### [SOURCE]
------------------------------------------------------------

Mindfulness with heartbeat. Is it a hindrance?

General discussion of issues related to Theravada Meditation, e.g. meditation postures, developing a regular sitting practice, skillfully relating to difficulties and hindrances, etc.

Mindfulness with heartbeat. Is it a hindrance?

Postby suriyopama » Wed Dec 02, 2009 1:42 am

I have no problem at all to be aware of my breath for many hours, but I rarely notice the breathing alone. There’s always breath+heartbeat, and sometimes the heartbeat is even more intense than the breath, no matter in what position I am. And when there's a clock at the room, the heartbeat is always perfectly synchronized with the ticktock.

I exposed this question at E-Sangha one year ago, and the recommendation was “let it go”. But after all this time letting go and dont' worrying, I’m still having a heartbeat!! (lucky me 8-) )

Could there be a hindrance in some way? It doesn’t make me feel annoyed, but sometimes I feel like I am doing something wrong, because everybody talks about “Mindfulness with Breathing” and focusing on one single thing, but nobody says “Mindfulness with Heartbeat”.

------------------------------------------------------------

### [Region annotation records]
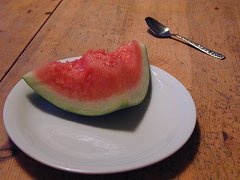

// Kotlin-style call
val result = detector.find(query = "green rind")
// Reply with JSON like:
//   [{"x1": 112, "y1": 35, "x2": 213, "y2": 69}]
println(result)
[{"x1": 23, "y1": 44, "x2": 150, "y2": 116}]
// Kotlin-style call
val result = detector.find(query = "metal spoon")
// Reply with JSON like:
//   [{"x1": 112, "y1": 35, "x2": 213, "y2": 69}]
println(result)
[{"x1": 145, "y1": 17, "x2": 225, "y2": 59}]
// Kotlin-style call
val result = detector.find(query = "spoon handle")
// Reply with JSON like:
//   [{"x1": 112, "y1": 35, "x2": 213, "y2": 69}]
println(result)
[{"x1": 172, "y1": 34, "x2": 225, "y2": 59}]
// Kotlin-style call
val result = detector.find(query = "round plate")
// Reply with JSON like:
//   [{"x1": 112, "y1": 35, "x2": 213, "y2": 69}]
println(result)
[{"x1": 3, "y1": 66, "x2": 196, "y2": 174}]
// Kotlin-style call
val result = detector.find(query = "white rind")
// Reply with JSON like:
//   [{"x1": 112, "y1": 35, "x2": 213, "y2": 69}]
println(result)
[{"x1": 23, "y1": 44, "x2": 150, "y2": 116}]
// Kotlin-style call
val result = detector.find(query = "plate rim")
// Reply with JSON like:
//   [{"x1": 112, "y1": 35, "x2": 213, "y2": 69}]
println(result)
[{"x1": 3, "y1": 63, "x2": 197, "y2": 174}]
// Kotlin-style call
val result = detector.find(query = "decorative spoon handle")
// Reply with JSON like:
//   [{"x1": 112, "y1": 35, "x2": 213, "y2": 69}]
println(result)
[{"x1": 172, "y1": 34, "x2": 225, "y2": 60}]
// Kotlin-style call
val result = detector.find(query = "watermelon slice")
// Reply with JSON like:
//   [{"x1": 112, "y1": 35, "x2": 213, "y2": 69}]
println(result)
[{"x1": 23, "y1": 41, "x2": 150, "y2": 116}]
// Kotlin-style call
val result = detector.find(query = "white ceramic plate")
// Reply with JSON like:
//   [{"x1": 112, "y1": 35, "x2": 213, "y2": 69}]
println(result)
[{"x1": 3, "y1": 66, "x2": 196, "y2": 174}]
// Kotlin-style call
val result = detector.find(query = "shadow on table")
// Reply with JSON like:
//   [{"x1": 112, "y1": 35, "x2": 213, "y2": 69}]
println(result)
[
  {"x1": 25, "y1": 83, "x2": 152, "y2": 131},
  {"x1": 13, "y1": 120, "x2": 200, "y2": 180}
]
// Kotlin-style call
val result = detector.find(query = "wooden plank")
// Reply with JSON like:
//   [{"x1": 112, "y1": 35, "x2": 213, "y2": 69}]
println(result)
[
  {"x1": 0, "y1": 0, "x2": 240, "y2": 179},
  {"x1": 0, "y1": 0, "x2": 60, "y2": 79}
]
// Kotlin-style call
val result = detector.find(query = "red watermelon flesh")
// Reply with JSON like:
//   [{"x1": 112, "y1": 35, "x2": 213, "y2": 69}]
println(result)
[
  {"x1": 35, "y1": 42, "x2": 143, "y2": 101},
  {"x1": 23, "y1": 41, "x2": 149, "y2": 115}
]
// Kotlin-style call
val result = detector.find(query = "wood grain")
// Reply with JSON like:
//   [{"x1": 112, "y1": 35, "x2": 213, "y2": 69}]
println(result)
[
  {"x1": 0, "y1": 0, "x2": 60, "y2": 79},
  {"x1": 0, "y1": 0, "x2": 240, "y2": 179}
]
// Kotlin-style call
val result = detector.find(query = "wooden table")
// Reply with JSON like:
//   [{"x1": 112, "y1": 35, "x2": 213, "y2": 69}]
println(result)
[{"x1": 0, "y1": 0, "x2": 240, "y2": 179}]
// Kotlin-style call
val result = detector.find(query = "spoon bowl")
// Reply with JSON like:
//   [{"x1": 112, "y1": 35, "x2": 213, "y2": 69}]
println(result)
[{"x1": 145, "y1": 17, "x2": 225, "y2": 60}]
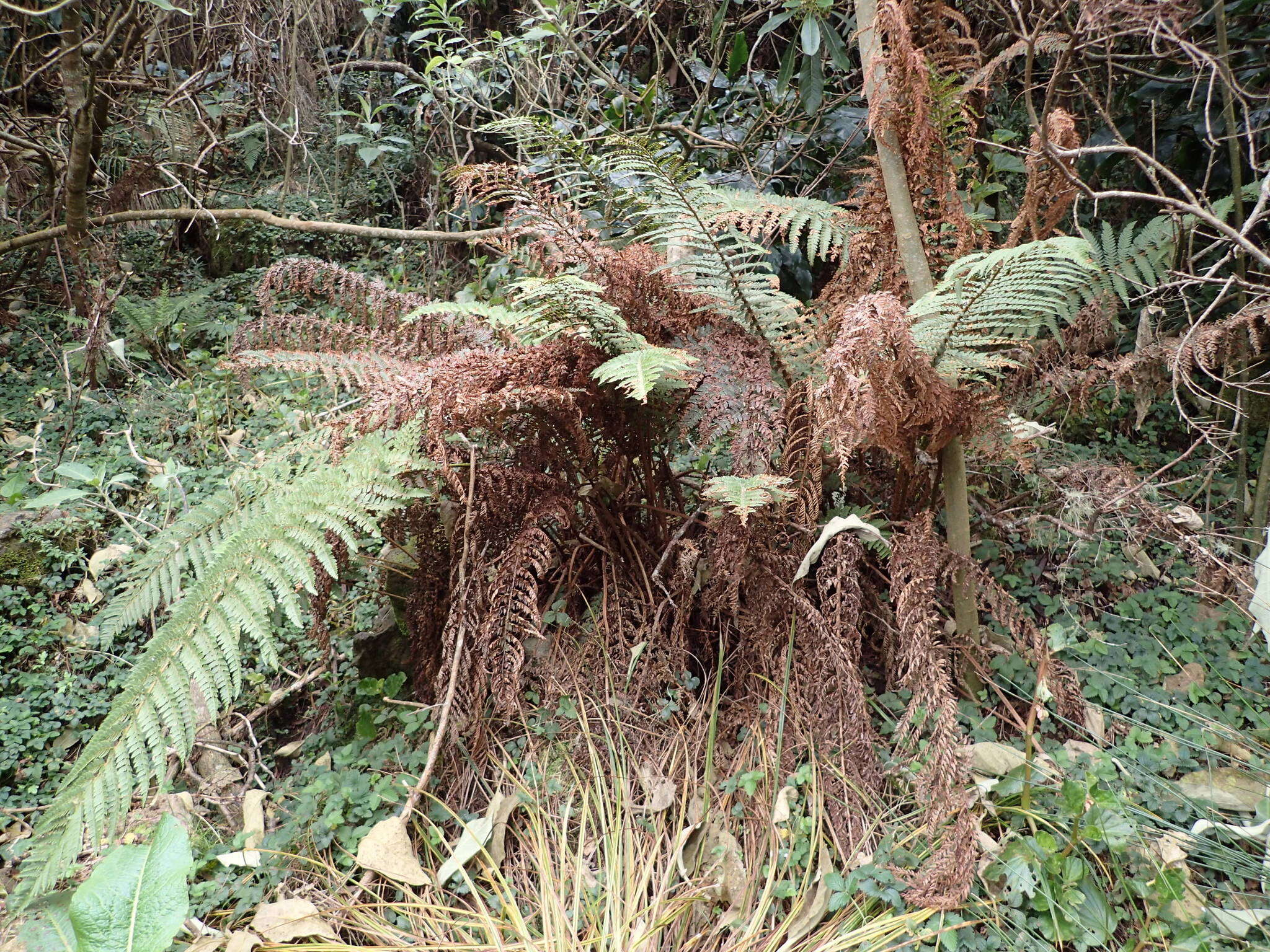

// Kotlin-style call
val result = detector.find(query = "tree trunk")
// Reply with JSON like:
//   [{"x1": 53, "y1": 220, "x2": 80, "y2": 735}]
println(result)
[{"x1": 856, "y1": 0, "x2": 979, "y2": 641}]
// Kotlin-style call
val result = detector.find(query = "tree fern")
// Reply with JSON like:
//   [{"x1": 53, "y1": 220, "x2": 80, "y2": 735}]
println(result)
[
  {"x1": 513, "y1": 274, "x2": 695, "y2": 401},
  {"x1": 703, "y1": 187, "x2": 855, "y2": 262},
  {"x1": 97, "y1": 434, "x2": 326, "y2": 637},
  {"x1": 597, "y1": 138, "x2": 799, "y2": 368},
  {"x1": 481, "y1": 115, "x2": 625, "y2": 221},
  {"x1": 908, "y1": 217, "x2": 1176, "y2": 378},
  {"x1": 590, "y1": 346, "x2": 696, "y2": 401},
  {"x1": 20, "y1": 430, "x2": 419, "y2": 902},
  {"x1": 114, "y1": 286, "x2": 215, "y2": 340},
  {"x1": 908, "y1": 237, "x2": 1099, "y2": 377},
  {"x1": 512, "y1": 274, "x2": 644, "y2": 354},
  {"x1": 1081, "y1": 216, "x2": 1177, "y2": 307}
]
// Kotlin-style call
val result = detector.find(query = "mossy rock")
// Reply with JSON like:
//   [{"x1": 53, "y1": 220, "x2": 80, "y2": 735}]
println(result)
[{"x1": 0, "y1": 542, "x2": 48, "y2": 588}]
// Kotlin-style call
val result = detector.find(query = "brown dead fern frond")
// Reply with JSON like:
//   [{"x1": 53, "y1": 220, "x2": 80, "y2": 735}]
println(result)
[
  {"x1": 476, "y1": 524, "x2": 555, "y2": 713},
  {"x1": 890, "y1": 510, "x2": 974, "y2": 909},
  {"x1": 681, "y1": 322, "x2": 785, "y2": 474},
  {"x1": 1003, "y1": 107, "x2": 1081, "y2": 247},
  {"x1": 813, "y1": 293, "x2": 978, "y2": 477}
]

------------------------------------------------------------

### [EXERCISE SET]
**A.** In the forum post about noticing the heartbeat during meditation, print everything from "General discussion of" down to "(lucky me 8-) )".
**B.** Pick up the forum post about noticing the heartbeat during meditation at the point where it stops, and write what follows.
The records play no part in what comes next.

### [EXPECTED RESULTS]
**A.**
General discussion of issues related to Theravada Meditation, e.g. meditation postures, developing a regular sitting practice, skillfully relating to difficulties and hindrances, etc.

Mindfulness with heartbeat. Is it a hindrance?

Postby suriyopama » Wed Dec 02, 2009 1:42 am

I have no problem at all to be aware of my breath for many hours, but I rarely notice the breathing alone. There’s always breath+heartbeat, and sometimes the heartbeat is even more intense than the breath, no matter in what position I am. And when there's a clock at the room, the heartbeat is always perfectly synchronized with the ticktock.

I exposed this question at E-Sangha one year ago, and the recommendation was “let it go”. But after all this time letting go and dont' worrying, I’m still having a heartbeat!! (lucky me 8-) )

**B.**
There are many instructions about how to fight difference hindrances, they explain with detail how to deal with the most subtle feelings and thoughts, but nobody mentions the heart beat. ¿why? ¿Am I the only one that notice the feeling of the heartbeat when trying to meditate?. It's always present, so what is the meaning of "mindfulness with breathing" for me? I've even tried to focus only on the heartbeat, but I neither can isolate it from the breath.
:heart: :shrug: :heart:

ps: I'm not having any kind of cardiopathy disorder, it's perfectly normal.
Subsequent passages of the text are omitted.